(Stored data entries)
+--

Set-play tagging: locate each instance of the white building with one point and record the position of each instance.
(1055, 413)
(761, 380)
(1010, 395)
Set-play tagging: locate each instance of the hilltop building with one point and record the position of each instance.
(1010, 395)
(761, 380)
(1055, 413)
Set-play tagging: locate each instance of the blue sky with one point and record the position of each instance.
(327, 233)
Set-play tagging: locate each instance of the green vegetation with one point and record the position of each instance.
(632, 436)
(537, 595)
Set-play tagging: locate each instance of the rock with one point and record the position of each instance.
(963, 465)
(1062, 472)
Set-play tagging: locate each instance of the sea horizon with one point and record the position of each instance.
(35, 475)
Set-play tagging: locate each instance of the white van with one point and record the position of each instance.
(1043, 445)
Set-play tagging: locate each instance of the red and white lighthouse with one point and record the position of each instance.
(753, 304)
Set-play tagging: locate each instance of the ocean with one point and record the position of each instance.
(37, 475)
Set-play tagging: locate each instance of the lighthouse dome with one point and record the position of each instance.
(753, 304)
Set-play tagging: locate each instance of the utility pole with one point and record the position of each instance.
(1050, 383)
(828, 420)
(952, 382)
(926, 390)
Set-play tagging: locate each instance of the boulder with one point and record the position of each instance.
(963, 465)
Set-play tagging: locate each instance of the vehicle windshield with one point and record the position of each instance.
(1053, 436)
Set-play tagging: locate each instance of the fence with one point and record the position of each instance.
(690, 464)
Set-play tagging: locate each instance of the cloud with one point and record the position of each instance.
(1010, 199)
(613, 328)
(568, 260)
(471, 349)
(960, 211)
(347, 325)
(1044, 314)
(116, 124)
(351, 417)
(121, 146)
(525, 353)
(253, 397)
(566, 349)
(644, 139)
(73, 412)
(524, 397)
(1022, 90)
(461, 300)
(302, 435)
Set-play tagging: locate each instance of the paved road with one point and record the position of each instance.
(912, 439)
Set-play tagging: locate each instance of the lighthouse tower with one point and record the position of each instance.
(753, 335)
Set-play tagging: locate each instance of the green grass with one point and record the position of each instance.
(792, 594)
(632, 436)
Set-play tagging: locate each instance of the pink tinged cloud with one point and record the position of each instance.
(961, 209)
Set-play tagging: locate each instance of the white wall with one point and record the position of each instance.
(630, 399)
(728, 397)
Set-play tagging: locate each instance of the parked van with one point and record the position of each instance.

+--

WHAT YOU ARE ASKED TO DO
Your task is to retype the records above exactly.

ANSWER BELOW
Set-play tagging: locate each instance of the white building with one point and record the position of each instance.
(1055, 413)
(761, 380)
(1010, 395)
Set-play tagging: locate each instance of the hilltop building with one point and record the position of each instance.
(1010, 395)
(761, 380)
(1055, 413)
Set-play tagging: locate each instance of the blue sky with one point and record the position of each instance.
(327, 233)
Set-play tagging: locate each instance of the green vegetation with one point and record the position of each instance.
(632, 436)
(537, 595)
Set-play tagging: locate each instance of the rock with one point and record the position of each instance.
(963, 465)
(1062, 472)
Set-play tagging: locate each instance of the sea horizon with one point and record the position of each instance.
(35, 475)
Set-play tagging: locate each instance of the white van with one point and record the position of each instance.
(1043, 445)
Set-play tagging: locate each instance of the red and white lighthouse with one point and record the position of each instance.
(753, 304)
Set-play tagging: locate each instance of the ocean with one point and record the position of each instance.
(37, 475)
Set-play tagging: locate each instance of the lighthouse dome with one point and record the position of each instance.
(753, 304)
Set-play tagging: locate each instance of the utility pole with one point and record the position of each instance.
(1050, 383)
(828, 420)
(952, 382)
(926, 390)
Set-play tagging: locate each instance of the boulder with one point and record the position of each instance.
(963, 465)
Set-play tagging: locate each instance of the vehicle windshield with one point and record the position of each instance.
(1053, 436)
Set-play tagging: locate each instance of the fence with one point and record the position of each instance.
(690, 464)
Set-play tagging: locate each instance of the cloud with one point and record the position of each instance.
(1010, 199)
(613, 328)
(568, 260)
(471, 349)
(960, 211)
(347, 325)
(1044, 314)
(116, 124)
(351, 417)
(121, 146)
(525, 353)
(253, 397)
(566, 349)
(644, 139)
(73, 412)
(524, 397)
(1022, 90)
(461, 300)
(302, 435)
Set-play tagging: locate each instance of the paved road with one point and record the position of each instance.
(912, 439)
Set-play tagging: locate each instance of the lighthouse tower with one point and record the position of each instance.
(753, 335)
Set-play tagging: locate each instance of the green grass with one point and record the position of each instance.
(792, 594)
(632, 436)
Set-play tagging: locate each instance of the pink tinged cloud with one point and record the position of each instance.
(961, 209)
Set-play tagging: locate each instance of the white wall with one point and record the position of each instance.
(630, 399)
(728, 397)
Set-play tagging: locate each instance of the parked van with one point and record the position of each instance.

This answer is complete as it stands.